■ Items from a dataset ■

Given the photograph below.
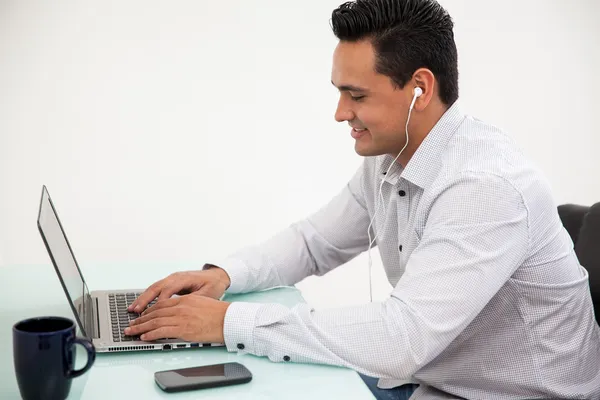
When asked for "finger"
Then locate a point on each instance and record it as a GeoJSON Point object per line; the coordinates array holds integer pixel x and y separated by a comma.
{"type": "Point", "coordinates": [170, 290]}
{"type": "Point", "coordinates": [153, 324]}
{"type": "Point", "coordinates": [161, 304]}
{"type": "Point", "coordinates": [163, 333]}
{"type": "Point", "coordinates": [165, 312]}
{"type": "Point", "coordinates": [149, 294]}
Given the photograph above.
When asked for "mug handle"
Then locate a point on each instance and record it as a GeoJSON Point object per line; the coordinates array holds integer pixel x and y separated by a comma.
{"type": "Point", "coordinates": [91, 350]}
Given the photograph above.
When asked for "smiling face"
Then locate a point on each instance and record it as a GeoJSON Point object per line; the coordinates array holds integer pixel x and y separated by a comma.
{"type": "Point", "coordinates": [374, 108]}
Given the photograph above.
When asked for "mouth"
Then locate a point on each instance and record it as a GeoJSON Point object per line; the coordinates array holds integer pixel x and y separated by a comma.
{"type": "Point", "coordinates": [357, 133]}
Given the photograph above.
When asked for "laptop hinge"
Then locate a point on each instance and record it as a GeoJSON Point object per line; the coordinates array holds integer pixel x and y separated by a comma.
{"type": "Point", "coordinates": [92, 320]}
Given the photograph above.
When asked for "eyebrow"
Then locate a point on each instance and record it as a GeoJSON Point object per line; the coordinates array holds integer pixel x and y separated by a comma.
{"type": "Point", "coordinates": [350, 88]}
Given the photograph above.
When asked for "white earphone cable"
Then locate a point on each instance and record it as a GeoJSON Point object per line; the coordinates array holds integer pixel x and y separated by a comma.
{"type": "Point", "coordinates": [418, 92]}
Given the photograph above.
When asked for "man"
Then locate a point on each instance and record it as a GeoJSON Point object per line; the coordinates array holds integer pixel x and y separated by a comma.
---
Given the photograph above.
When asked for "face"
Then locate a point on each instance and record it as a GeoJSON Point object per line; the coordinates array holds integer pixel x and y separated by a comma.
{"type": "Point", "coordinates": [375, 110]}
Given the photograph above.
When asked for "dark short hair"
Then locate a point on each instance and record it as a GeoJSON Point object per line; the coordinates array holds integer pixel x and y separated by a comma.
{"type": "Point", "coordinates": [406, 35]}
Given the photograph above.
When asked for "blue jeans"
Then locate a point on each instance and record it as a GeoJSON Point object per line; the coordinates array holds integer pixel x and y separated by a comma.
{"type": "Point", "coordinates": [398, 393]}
---
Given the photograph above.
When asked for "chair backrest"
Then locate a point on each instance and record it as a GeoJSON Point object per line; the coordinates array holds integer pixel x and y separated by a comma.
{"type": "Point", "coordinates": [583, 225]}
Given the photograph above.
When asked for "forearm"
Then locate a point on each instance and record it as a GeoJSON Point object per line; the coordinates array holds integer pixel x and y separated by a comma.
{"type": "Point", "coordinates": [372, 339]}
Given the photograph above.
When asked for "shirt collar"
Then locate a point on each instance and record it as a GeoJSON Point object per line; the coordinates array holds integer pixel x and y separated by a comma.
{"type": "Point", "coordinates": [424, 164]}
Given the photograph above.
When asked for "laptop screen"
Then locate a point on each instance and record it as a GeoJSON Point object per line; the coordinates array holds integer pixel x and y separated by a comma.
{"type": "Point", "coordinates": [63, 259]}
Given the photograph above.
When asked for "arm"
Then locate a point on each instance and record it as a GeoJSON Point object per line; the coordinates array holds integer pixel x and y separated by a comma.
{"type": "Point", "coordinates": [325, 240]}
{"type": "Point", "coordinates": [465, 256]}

■ Set exercise ■
Select every line of the records above that contains the word "laptop", and copy each one. Case counts.

■ Task result ■
When asked for "laptop hinge"
When asked for "laptop screen"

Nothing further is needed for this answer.